• [What this task involves]: In the records below, the line that contains "A point falls on each instance of the sand in" marks the start. Copy it and each line after it through the end, exactly, without pictures.

******

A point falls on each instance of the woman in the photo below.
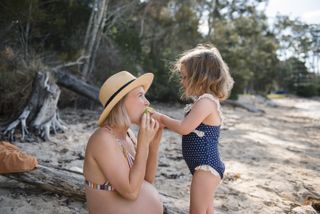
(119, 169)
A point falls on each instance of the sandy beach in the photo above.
(272, 161)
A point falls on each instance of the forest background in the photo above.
(106, 36)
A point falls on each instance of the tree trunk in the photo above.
(93, 35)
(41, 112)
(71, 184)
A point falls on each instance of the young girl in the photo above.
(205, 77)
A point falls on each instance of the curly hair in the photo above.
(206, 72)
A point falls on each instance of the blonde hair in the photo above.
(118, 116)
(206, 72)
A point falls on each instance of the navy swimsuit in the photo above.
(200, 147)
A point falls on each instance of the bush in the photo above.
(308, 90)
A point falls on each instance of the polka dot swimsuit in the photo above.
(200, 147)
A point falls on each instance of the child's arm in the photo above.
(199, 112)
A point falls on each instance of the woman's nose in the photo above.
(146, 102)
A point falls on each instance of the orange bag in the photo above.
(14, 160)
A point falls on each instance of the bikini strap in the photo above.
(215, 100)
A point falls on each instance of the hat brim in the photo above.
(144, 80)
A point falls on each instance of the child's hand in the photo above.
(148, 129)
(157, 116)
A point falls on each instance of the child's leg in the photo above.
(202, 190)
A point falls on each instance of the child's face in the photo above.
(183, 76)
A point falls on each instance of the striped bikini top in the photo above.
(130, 158)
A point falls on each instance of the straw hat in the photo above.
(117, 86)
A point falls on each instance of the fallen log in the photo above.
(71, 184)
(54, 180)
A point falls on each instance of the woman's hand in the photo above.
(157, 116)
(148, 129)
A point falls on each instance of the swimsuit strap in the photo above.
(215, 100)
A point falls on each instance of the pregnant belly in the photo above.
(148, 201)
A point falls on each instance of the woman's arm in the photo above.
(126, 181)
(152, 162)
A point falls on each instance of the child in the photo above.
(206, 78)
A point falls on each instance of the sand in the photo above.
(272, 161)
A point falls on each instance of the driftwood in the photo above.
(69, 183)
(250, 108)
(54, 180)
(40, 114)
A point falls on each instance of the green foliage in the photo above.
(148, 36)
(308, 90)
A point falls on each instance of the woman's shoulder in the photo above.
(101, 138)
(208, 96)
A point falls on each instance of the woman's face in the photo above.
(135, 103)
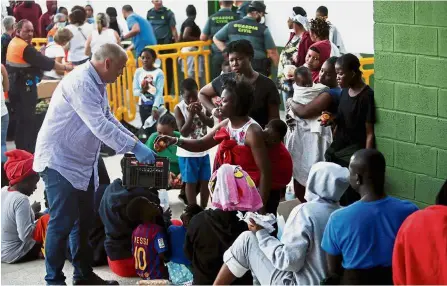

******

• [Worked solution]:
A point falls on each instance of the sand in the photo above.
(272, 161)
A point falls on each instance of the driftwood in the photo above.
(69, 183)
(250, 108)
(54, 180)
(40, 114)
A point falls on each instance of the green foliage in the photo above.
(148, 36)
(308, 90)
A point falls on each instance of the woman's shoulder in the photo above.
(101, 138)
(208, 96)
A point falls on each instance of the woman's face in the photo above.
(135, 103)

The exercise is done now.